For two weeks, Deep Throat ran seven times daily at the Parkway to solid but unremarkable crowds. This changed by mid-January as the film began to creep into the public’s consciousness. Certainly, its success in New York City (where it had been running for six months) and elsewhere was due in large part to the incredible whisper campaign from those who had seen it. The film’s titular act of extreme oral sex was so obscure in 1972 that many viewers assumed star Linda Lovelace had invented it herself. The gimmick got people talking. Many who heard headed for the box office.

But it was not just the sexually curious who heard such chatter. Politicians, police chiefs and district attorneys heard it, too. In several localities, obscenity charges swept theater operators into court. The most widely covered case was in New York. The 10-day trial was replete with testimony on everything from the preferred sex position for married couples to the chemistry of the female orgasm.

As the sticky courtroom drama played out, news agencies began to pay attention. The New York papers and the movie trade publications covered the trial breathlessly. Even Time magazine took notice, comparing Lovelace to Wonder Woman. The publicity from official attempts to stop the film shoved it into the spotlight. Almost overnight, the Parkway became a destination for couples, young people, the curious and the desperately hip. By the end of the month, it was selling out multiple times daily. Long lines for tickets stretched down Lisbon Avenue and around the corner. Suddenly, no one was ashamed to be seen out at a dirty movie.

But not everyone was thrilled with the happenings at the Parkway. The theatre had been tolerated by its Northwest Side neighborhood since it took up the adult format in 1970. While they had previously aired little complaint about the theatre, Throat had many up in arms. Chief among concerns was the parking. Thousands of people were now coming to the theatre every day. Between each of the seven daily shows, the area neared gridlock. Others claimed the invaders were often drunk or on drugs and some used the opportunity to slash at the filthy movies they had for so long loathed, framing all their attacks in a defense of the neighborhood’s children.

◆ **DATA SECTION**
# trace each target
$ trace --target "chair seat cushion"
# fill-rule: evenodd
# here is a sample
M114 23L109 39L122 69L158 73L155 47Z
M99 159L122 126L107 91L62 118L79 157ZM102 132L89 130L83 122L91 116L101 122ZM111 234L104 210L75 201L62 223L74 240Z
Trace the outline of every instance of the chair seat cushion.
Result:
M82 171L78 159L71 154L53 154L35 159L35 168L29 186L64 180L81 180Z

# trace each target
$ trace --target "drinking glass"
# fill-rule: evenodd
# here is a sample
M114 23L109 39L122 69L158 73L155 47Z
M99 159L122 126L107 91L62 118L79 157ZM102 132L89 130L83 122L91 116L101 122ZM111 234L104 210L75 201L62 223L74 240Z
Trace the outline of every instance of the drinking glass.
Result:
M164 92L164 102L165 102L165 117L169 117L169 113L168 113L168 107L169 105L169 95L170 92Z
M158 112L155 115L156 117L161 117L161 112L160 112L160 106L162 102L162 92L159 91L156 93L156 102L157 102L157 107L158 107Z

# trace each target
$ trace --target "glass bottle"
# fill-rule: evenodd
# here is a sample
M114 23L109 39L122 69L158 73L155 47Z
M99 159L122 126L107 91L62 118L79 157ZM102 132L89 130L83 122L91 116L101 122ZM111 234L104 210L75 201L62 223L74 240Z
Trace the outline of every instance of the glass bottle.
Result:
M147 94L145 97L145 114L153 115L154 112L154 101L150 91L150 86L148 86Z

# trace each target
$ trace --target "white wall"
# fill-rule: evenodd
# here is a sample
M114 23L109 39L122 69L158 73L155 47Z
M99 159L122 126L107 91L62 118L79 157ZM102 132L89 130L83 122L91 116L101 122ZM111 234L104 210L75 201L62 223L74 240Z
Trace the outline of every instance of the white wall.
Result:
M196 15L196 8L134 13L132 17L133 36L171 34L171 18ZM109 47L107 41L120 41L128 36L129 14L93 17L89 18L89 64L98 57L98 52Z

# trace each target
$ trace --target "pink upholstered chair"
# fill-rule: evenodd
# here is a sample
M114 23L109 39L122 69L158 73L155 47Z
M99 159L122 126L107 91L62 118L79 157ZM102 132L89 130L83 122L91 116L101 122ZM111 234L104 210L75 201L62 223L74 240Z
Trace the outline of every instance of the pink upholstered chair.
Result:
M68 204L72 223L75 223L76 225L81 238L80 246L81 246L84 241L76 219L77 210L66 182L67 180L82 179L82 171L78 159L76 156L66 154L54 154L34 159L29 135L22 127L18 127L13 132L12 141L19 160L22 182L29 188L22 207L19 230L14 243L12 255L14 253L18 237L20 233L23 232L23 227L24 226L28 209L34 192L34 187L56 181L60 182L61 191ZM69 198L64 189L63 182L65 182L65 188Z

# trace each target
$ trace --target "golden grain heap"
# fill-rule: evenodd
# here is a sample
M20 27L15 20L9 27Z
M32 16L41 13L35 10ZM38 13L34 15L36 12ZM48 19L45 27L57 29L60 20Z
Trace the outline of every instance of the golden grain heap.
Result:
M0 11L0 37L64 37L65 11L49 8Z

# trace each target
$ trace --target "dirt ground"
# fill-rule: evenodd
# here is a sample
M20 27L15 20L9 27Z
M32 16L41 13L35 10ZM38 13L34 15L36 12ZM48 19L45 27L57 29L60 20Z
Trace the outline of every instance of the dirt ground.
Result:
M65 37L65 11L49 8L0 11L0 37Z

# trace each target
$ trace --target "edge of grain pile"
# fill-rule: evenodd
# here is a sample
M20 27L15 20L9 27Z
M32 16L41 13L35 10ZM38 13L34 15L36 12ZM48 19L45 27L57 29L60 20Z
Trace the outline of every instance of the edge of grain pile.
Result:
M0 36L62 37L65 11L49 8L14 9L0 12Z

◆ **INSTRUCTIONS TO FOLLOW**
Carry the Parkway theater piece forward from its final sentence. The entries were gathered from a different source.

◆ **TASK ANSWER**
By the end of January, these forces had organized and held the first of many pickets of the Parkway. On Jan. 30, about 40 demonstrators marched the length of the building, carrying signs and chanting, “Up, up away with the Parkway!” Some of the protesters turned saboteurs, infiltrating the ticket lines and so badly delaying the start of one show that the theatre’s manager waved the entire line into the house for free. One protest leader told the papers he estimated the stunt to have cost the theatre as much as $2,000. “The Parkway is beginning to suffer,” he declared.

The protesters kept up their offensive. Continuing to pose as customers, they delayed the long lines at the box office and tied up the phone line with constant nuisance calls. Adults snuck teenagers into the house and called the police, claiming the theatre was admitting minors. Theatergoers were pelted with eggs thrown from passing cars. It got so bad that cops began patrolling the neighborhood during peak theatre hours to keep order.

But by March, the Parkway had much bigger problems. A judge had finally ruled in the New York case, finding the film obscene (“This is one throat that deserves to be cut,” he wrote). With that decree, the FBI began investigating the engagement of Throat at the Parkway and worked towards charging those involved with the transport of obscene material across state lines. On March 6, a Parkway lawyer was tipped off that an FBI raid of the theatre was imminent. Before the feds could get to it, the print of the film was hustled secretly from the theatre and Deep Throat’s fantastic 10-week run at the Parkway Theatre was done.

The fury and allure over Deep Throat represented both the high point for the popularity of, and opposition to, pornographic movies in Milwaukee. The Parkway would operate as an adult theater until 1986, but never again would its crowds be so eager and its detractors so fierce.